TASK TO CARRY OUT => Reproduce the listing below, substituting "Release note" for every occurrence of "Changelog" and leaving all other text unchanged.

GIVEN RECORDS =>
* start *
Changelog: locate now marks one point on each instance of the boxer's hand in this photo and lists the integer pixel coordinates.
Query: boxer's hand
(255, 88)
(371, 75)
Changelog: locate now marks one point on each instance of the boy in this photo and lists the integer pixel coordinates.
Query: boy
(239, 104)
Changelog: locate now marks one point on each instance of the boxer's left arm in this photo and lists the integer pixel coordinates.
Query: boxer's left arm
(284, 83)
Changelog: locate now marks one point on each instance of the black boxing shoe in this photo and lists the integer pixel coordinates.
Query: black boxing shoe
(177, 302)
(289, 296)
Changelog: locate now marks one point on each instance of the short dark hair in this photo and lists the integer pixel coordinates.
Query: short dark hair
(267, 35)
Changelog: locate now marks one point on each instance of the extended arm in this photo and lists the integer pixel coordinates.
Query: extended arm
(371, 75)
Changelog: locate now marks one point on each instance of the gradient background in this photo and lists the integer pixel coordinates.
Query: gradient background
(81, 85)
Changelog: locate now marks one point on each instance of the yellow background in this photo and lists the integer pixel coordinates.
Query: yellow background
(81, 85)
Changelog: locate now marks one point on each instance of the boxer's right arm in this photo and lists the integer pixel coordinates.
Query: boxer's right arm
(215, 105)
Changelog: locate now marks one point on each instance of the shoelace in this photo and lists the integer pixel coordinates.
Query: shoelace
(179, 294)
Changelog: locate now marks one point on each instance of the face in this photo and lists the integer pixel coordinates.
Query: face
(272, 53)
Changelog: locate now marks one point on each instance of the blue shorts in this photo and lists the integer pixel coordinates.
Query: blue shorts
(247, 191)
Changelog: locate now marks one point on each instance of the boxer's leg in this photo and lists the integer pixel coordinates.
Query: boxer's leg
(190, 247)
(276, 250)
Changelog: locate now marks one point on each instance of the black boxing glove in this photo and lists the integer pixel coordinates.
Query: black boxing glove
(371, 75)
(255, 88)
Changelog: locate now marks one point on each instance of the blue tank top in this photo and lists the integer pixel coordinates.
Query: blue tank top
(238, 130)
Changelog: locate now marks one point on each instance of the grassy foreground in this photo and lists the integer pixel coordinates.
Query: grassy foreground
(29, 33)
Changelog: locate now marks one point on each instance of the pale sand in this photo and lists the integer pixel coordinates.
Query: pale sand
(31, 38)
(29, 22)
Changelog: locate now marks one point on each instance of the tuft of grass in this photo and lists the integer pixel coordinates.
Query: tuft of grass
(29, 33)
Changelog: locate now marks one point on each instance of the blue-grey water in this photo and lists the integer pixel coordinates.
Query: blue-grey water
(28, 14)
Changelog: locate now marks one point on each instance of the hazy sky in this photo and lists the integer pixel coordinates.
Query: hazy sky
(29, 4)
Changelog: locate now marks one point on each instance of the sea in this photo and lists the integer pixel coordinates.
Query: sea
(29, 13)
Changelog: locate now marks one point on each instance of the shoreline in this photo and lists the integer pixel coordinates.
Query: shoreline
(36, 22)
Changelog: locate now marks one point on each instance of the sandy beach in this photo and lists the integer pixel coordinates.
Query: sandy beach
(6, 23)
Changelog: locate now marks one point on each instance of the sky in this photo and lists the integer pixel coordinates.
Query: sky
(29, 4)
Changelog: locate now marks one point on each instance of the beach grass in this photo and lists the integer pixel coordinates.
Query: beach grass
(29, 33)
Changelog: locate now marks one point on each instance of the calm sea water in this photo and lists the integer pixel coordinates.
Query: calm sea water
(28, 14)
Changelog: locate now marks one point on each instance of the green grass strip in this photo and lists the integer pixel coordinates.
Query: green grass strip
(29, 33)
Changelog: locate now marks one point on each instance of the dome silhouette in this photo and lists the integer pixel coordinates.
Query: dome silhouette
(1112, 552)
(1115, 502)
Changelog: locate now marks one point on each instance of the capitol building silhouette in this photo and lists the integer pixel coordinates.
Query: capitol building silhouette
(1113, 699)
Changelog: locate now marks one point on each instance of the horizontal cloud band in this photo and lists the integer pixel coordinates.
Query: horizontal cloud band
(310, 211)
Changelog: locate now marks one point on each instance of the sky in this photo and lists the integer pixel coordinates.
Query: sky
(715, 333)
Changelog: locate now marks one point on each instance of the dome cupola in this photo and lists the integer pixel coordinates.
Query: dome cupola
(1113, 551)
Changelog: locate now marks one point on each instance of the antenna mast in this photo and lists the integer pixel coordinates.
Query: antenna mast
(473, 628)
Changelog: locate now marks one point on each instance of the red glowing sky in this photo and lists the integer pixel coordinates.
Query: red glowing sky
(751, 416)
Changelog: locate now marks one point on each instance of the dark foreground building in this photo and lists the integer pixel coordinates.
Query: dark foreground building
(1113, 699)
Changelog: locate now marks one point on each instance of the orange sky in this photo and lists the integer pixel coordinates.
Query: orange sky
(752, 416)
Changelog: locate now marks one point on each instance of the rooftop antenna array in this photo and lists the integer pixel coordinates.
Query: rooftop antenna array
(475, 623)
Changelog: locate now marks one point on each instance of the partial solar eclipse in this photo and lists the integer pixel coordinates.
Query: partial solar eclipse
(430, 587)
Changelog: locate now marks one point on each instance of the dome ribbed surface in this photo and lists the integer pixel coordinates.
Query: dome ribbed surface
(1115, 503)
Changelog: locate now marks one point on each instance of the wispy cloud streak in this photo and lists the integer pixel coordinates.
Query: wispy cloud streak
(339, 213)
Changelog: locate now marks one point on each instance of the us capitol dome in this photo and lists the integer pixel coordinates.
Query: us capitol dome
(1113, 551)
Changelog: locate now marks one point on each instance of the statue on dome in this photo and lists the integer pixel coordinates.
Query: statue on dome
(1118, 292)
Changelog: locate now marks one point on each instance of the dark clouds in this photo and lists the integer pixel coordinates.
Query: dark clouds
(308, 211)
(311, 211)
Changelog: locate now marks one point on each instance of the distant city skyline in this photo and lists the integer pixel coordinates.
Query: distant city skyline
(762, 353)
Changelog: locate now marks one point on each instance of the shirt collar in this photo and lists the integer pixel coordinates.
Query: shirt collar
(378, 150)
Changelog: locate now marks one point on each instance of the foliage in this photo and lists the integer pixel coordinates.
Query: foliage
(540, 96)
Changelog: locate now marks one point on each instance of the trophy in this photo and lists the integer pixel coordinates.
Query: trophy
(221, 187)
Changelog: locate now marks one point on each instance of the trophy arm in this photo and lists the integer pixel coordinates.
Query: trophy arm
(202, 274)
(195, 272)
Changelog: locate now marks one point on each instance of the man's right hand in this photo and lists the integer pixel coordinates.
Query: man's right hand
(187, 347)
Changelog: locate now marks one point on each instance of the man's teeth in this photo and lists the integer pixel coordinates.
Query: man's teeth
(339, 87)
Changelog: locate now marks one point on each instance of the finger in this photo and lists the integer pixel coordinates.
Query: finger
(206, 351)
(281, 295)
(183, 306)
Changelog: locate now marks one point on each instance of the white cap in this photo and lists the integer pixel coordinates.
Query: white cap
* end *
REPLY TO THE EXERCISE =>
Release note: locate now marks one point on each instance of the boxer's hand in this photo and lists the integer pixel coordinates.
Query: boxer's hand
(255, 88)
(371, 75)
Release note: locate now marks one point on each instance of the boy in this photo and lists the integer pixel coordinates.
Query: boy
(239, 104)
Release note: locate now marks one point on each instance of the boxer's left arm in this photo and lists the integer pixel coordinates.
Query: boxer's left arm
(284, 83)
Release note: locate now marks one point on each instance of the black boxing shoe in this photo and lists the integer pixel coordinates.
Query: black boxing shoe
(177, 302)
(289, 296)
Release note: locate now marks one point on each instance of the short dark hair in this photo and lists the integer pixel coordinates.
Query: short dark hair
(267, 35)
Release note: locate now marks one point on each instance of the extended arm in this photo and lists the integer pixel coordinates.
Query: extended arm
(371, 75)
Release note: locate now marks one point on each instance of the gradient background in this photo and lists the integer pixel coordinates.
Query: gradient background
(81, 85)
Release note: locate now marks one point on each instance of the yellow background in this photo and lists the integer pixel coordinates.
Query: yellow background
(81, 85)
Release note: locate now marks one point on each instance of the boxer's right arm in this photo and lists the integer pixel coordinates.
Query: boxer's right arm
(215, 105)
Release note: locate now marks one point on each instance of the shoelace in this photo and lists the integer pixel coordinates.
Query: shoelace
(179, 294)
Release note: locate now marks one point on each instance of the face in this photo and lists the integer pixel coordinates.
Query: face
(272, 53)
Release note: locate now marks one point on each instance of the blue shorts in this photo and lists the integer pixel coordinates.
Query: blue shorts
(247, 191)
Release note: locate now marks one point on each instance of the boxer's leg in this photo and lists the integer pixel coordinates.
Query: boxer's leg
(190, 247)
(276, 250)
Release note: locate now marks one point on each instance of the black boxing glove in this photo and lists the integer pixel coordinates.
Query: black boxing glove
(371, 75)
(255, 88)
Release note: locate now marks one point on each instance of the blue tank top in this photo and lists the integer pixel coordinates.
Query: blue tank top
(238, 130)
Release note: locate now marks one point on each instance of the grassy foreground in this photo and lists the integer pixel coordinates.
Query: grassy foreground
(29, 33)
Release note: locate now marks one point on each instance of the pale sand in this photo and lists the integer pixel coordinates.
Query: pale sand
(31, 38)
(29, 22)
Release note: locate now marks one point on each instance of the tuft of grass in this photo and lists the integer pixel coordinates.
Query: tuft of grass
(29, 33)
Release note: locate now marks one point on each instance of the blue-grey water in this photo and lists the integer pixel coordinates.
Query: blue-grey water
(28, 14)
Release note: locate now marks one point on each instance of the hazy sky in this photo and lists the integer pixel coordinates.
Query: hazy sky
(29, 4)
Release note: locate now marks one point on each instance of the sea in this photo and lists the integer pixel coordinates.
Query: sea
(29, 13)
Release note: locate now marks one point on each instance of the shoreline in this photo and lists the integer pixel coordinates.
Query: shoreline
(36, 22)
Release note: locate now marks one point on each instance of the sandy beach in this photo and lists the integer pixel coordinates.
Query: sandy beach
(6, 23)
Release note: locate now marks one point on each instance of the sky in this photo and lists the integer pixel coordinates.
Query: sky
(29, 4)
Release note: locate now marks one point on each instance of the beach grass in this photo and lists the integer pixel coordinates.
Query: beach grass
(29, 33)
Release note: locate now marks one point on each instance of the calm sea water in this photo and lists the integer pixel coordinates.
Query: calm sea water
(28, 14)
Release note: locate now marks one point on each instance of the green grass strip in this photo and lists the integer pixel coordinates.
Query: green grass strip
(29, 33)
Release note: locate now marks one point on each instance of the dome silhouette in this photo and lists the integer pixel coordinates.
Query: dome silhouette
(1112, 552)
(1115, 502)
Release note: locate now marks one point on each instance of the capitol building silhouette in this photo and lists the integer pixel coordinates.
Query: capitol building silhouette
(1113, 699)
Release note: locate now marks one point on each instance of the horizontal cloud band in this photo and lists the integer pixel coordinates.
Query: horizontal cloud band
(310, 211)
Release note: locate now marks one point on each instance of the sky in this photo and lists the integer pixel coordinates.
Query: sky
(715, 333)
Release note: locate now marks one point on each instance of the dome cupola in this photo and lists the integer pixel coordinates.
Query: dome cupola
(1113, 551)
Release note: locate now marks one point on each instance of the antenna mast in this photo and lists the integer pixel coordinates.
Query: antenna mast
(473, 628)
Release note: locate now marks one point on each instance of the red glowing sky in this photo and lists the integer pixel coordinates.
Query: red glowing sky
(751, 416)
Release note: locate now marks one point on each instance of the dark foreground building in this photo and lists the integer pixel coordinates.
Query: dark foreground building
(1113, 699)
Release note: locate now marks one point on each instance of the orange sky in this photo and lists the integer pixel coordinates.
Query: orange sky
(752, 416)
Release note: locate now marks one point on each instance of the rooftop antenna array in this photo and lists the integer pixel coordinates.
Query: rooftop antenna array
(475, 623)
Release note: locate now marks one point on each instance of the partial solar eclipse in this photo and lists the integer pixel coordinates.
Query: partial solar eclipse
(430, 587)
Release note: locate now marks one point on each instance of the dome ribbed surface in this photo and lists the integer pixel coordinates.
Query: dome ribbed surface
(1115, 503)
Release note: locate now marks one point on each instance of the wispy cloud streak in this photo and lists the integer pixel coordinates.
Query: wispy cloud streak
(339, 213)
Release note: locate now marks one point on each instance of the us capitol dome in this photo and lists the integer pixel coordinates.
Query: us capitol dome
(1113, 551)
Release note: locate now marks one point on each instance of the statue on dome in this photo and lists the integer pixel coordinates.
Query: statue on dome
(1118, 292)
Release note: locate now marks one point on each instance of the dark clouds in this photo and lists the integer pixel coordinates.
Query: dark clouds
(308, 211)
(311, 211)
Release note: locate now marks one point on each instance of the distant city skyline in this photo and lists the integer pixel coordinates.
Query: distant city skyline
(762, 353)
Release note: locate now marks one point on each instance of the shirt collar in this photo and lists the integer pixel coordinates.
Query: shirt collar
(378, 150)
Release note: locate now marks one point on each instance of the foliage in this photo and lists the integer pixel coordinates.
Query: foliage
(540, 96)
Release note: locate now marks one point on each instance of the trophy in this photo and lists the integer pixel coordinates.
Query: trophy
(221, 187)
Release note: locate now marks one point on each instance of the trophy arm in this photo and lists the integer pixel coordinates.
Query: trophy arm
(202, 274)
(195, 272)
Release note: locate now marks one point on each instance of the man's right hand in this photo and lists the integer pixel coordinates.
Query: man's right hand
(187, 347)
Release note: locate now marks one point on each instance of the man's teeth in this photo and lists the integer pixel coordinates.
Query: man's teeth
(339, 87)
Release note: locate now marks one point on each instance of the finger in this photo and lists the integer pixel coordinates.
Query: finger
(206, 351)
(281, 295)
(183, 306)
Release note: locate now marks one point on each instance of the white cap in this photo and lists the integer pixel coordinates.
Query: white cap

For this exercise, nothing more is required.